## Kutipan Teks
+--

Baca berita dengan sedikit iklan, klik di sini
PULUHAN wartawan yang memenuhi ruang pertemuan Kejaksaan Tinggi Jakarta langsung merangsek ke pintu, begitu yang mereka tunggu-tunggu muncul. ”Kepalkan tangan, Pak,” ujar beberapa wartawan berteriak. Yang ditunggu, Rusdi Taher, tersenyum kecil. Kilatan lampu kamera menyambar wajahnya yang berdiri tegak di depan deretan foto mantan Jaksa Agung.
Selasa pekan lalu itu Rusdi menggelar konferensi pers. Ini kedua kalinya ia mengundang wartawan berkaitan dengan hukuman yang menimpa dirinya pada akhir Agustus lalu: dicopot dari jabatannya sebagai kepala kejaksaan tinggi. Jaksa Agung menganggap dirinya tidak profesional dalam menuntut Hariono Agus Tjahjono, terdakwa pemilik 20 kilogram sabu-sabu dan 70 ribu pil ekstasi. Pagi harinya mantan Kepala Kejaksaan Tinggi Bengkulu ini mendatangi Jaksa Togar Hoetabarat, pelaksana tugas Jaksa Agung Muda Pengawasan. Rusdi menyampaikan keberatan atas pencopotannya itu.
Sehari sebelumnya, soal tuntutan ringan terhadap Hariono dan pencopotan Rusdi menjadi ”menu utama” rapat kerja Kejaksaan Agung dengan Komisi Hukum DPR. Rusdi tak hadir dalam rapat dengar pendapat itu. ”Jaksa Agung melarang saya datang,” katanya.
Padahal, ujarnya, ia bersiap membeberkan fakta seputar tuntutan terhadap Hariono dan intervensi Kejaksaan Agung terhadap kasus yang dipegangnya, seperti pernah ia katakan kepada wartawan sepekan sebelumnya. Kendati dilarang, Rusdi tetap datang ke gedung parlemen. Di sana ia tak masuk ruang sidang, tapi mampir di ruangan pimpinan Komisi Hukum.
Rusdi berkukuh tak bersalah dalam kasus Hariono. Menurut Rusdi, dirinya sudah meneken rencana tuntutan (rentut) enam tahun untuk Hariono. Ia menekennya saat mengikuti rapat kerja kejaksaan di Hotel Yasmin, Puncak, Jawa Barat, 5 Desember 2005. Tapi, beberapa saat kemudian, pada hari yang sama, ia mengubah tuntutan itu 15 tahun. ”Saya sampaikan itu secara lisan,” ujarnya. Anehnya, dalam sidang pengadilan, rencana tuntutan enam tahun ini disulap lagi menjadi tiga tahun oleh Jaksa A. Mangontan (lihat Tempo, 17 September 2006).
Dibandingkan dengan tuntutan terhadap Ricky Chandra, rekan Hariono yang dihukum seumur hidup untuk kasus sama, tuntutan 15 tahun ini pun terbilang ringan. Ricky, pemilik sabu-sabu 34 kilogram dan 70 ribu pil ekstasi, dituntut hukuman mati oleh tim jaksa yang juga menangani kasus Hariono, Februari lalu. Perbedaan tuntutan bak langit dan bumi untuk kedua orang ini yang lantas membongkar ”skandal rentut” kasus sabu-sabu bernilai Rp 20 miliar tersebut.

+--

## Informasi yang Diberikan

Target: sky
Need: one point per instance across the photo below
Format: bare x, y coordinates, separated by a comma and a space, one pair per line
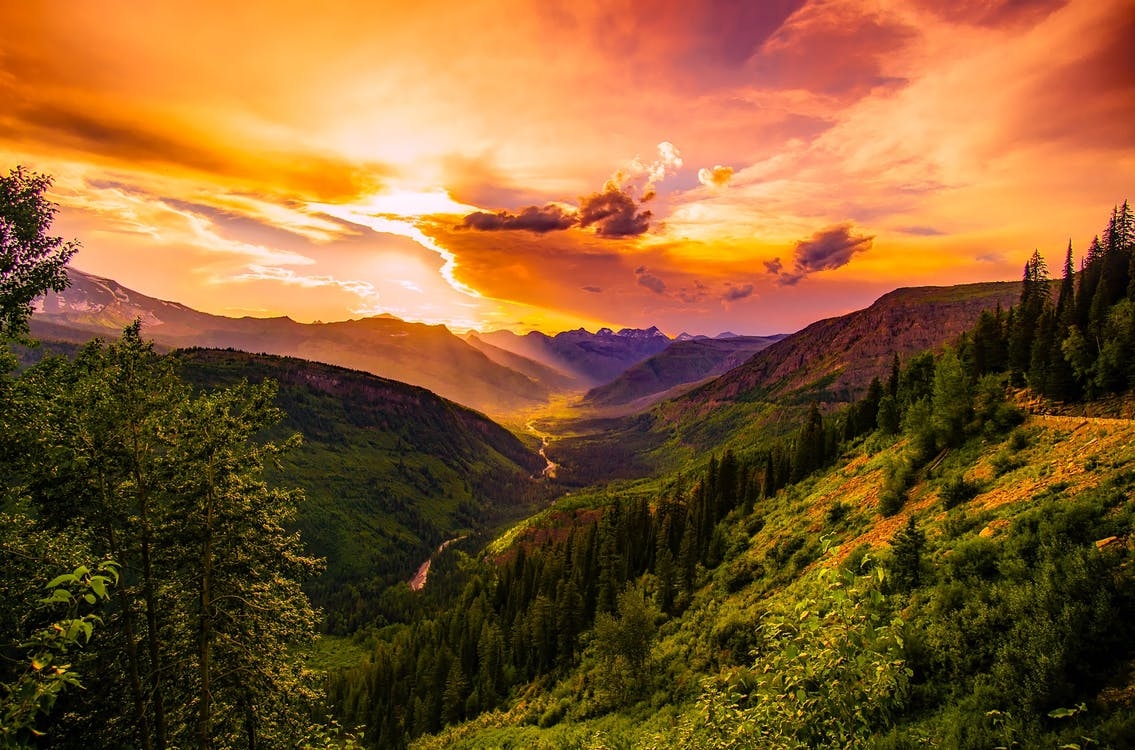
701, 167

+--

## Rumusan Tugas
Sebutkan semua nama orang yang tercantum dalam teks tentang skandal tuntutan kasus sabu-sabu.

## Hasil Akhir
Rusdi Taher, Hariono Agus Tjahjono, Togar Hoetabarat, A. Mangontan, dan Ricky Chandra.